◆ Given instruction: Convert the stretch of lines from the one containing "Can you find the index" through the end of the lines into a two-column CSV with the headers "prompt" and "point". Give each line one row with its answer, put every value in its own quoted field with line breaks replaced by spaces, and leave out the pictures.

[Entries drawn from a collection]
::::::::::
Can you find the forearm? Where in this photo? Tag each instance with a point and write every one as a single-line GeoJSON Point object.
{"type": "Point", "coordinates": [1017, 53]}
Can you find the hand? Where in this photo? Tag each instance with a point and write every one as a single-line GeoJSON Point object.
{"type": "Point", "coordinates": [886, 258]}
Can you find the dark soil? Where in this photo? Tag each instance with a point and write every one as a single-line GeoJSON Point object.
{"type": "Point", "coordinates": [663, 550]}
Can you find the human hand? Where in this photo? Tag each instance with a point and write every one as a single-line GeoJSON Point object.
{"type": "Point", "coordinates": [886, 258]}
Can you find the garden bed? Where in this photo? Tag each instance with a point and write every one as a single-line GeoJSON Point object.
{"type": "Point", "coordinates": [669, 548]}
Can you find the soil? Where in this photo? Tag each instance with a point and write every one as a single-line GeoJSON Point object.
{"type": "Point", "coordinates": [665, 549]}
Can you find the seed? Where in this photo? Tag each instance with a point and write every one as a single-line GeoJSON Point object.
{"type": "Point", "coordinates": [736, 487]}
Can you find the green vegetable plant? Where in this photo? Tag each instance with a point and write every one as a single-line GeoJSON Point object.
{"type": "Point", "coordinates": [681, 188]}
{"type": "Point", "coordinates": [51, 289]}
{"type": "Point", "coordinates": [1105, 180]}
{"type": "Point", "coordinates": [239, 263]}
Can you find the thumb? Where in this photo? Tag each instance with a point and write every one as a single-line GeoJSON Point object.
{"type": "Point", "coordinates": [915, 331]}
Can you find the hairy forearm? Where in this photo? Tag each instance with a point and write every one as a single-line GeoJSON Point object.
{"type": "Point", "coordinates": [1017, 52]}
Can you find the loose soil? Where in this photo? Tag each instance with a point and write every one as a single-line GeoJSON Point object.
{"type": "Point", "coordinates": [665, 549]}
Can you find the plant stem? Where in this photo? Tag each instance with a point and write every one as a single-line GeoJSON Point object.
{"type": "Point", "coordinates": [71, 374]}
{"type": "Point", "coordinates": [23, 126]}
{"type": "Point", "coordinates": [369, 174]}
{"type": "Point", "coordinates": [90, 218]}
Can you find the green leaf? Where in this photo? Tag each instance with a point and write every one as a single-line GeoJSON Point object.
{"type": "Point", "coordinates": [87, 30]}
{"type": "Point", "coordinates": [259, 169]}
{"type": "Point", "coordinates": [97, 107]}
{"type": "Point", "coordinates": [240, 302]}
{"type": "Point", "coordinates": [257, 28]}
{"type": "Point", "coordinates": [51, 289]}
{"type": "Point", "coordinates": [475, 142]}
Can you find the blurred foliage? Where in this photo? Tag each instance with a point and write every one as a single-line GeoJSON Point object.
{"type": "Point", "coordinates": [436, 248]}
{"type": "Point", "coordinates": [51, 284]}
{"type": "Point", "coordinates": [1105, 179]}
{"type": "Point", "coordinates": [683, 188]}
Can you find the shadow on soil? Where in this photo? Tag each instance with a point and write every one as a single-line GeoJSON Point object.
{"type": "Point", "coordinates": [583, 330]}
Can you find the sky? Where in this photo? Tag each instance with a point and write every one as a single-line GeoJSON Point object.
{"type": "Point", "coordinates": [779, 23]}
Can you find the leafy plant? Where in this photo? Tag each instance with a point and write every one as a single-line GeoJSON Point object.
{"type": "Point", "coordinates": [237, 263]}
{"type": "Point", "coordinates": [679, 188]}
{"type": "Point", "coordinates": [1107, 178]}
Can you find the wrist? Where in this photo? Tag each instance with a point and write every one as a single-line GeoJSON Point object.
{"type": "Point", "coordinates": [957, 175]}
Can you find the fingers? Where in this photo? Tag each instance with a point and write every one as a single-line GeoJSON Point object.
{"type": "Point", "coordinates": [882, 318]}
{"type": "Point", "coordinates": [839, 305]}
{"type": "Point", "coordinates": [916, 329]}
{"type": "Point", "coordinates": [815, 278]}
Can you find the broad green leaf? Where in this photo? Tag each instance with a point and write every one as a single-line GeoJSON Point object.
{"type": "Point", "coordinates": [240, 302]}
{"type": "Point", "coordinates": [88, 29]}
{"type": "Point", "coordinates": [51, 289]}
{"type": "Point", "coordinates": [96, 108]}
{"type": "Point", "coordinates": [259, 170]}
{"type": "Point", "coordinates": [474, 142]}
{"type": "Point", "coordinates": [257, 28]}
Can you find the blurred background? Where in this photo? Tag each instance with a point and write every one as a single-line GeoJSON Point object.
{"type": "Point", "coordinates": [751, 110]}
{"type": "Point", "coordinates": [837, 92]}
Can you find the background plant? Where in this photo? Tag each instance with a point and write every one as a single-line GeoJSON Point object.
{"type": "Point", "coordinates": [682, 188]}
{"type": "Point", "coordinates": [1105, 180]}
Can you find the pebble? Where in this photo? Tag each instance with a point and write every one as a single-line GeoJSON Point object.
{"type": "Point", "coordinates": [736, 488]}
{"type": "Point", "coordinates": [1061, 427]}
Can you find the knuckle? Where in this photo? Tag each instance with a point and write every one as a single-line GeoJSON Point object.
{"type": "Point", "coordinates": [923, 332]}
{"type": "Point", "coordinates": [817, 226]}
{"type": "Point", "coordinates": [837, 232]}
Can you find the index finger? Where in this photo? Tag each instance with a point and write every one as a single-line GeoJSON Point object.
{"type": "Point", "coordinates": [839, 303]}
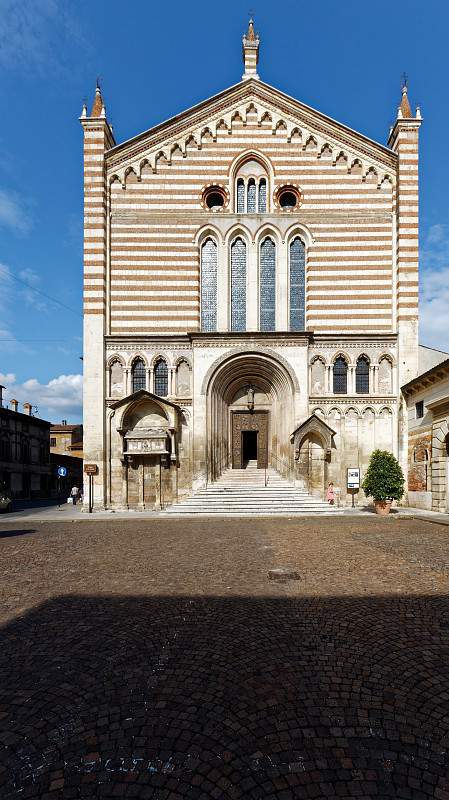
::::::::::
◆ Written solution:
prompt,point
"Can you find the index finger? Where in this photo? Tag each instance with a point and write every one as a single-line GeoJSON Point object.","{""type"": ""Point"", ""coordinates"": [839, 303]}"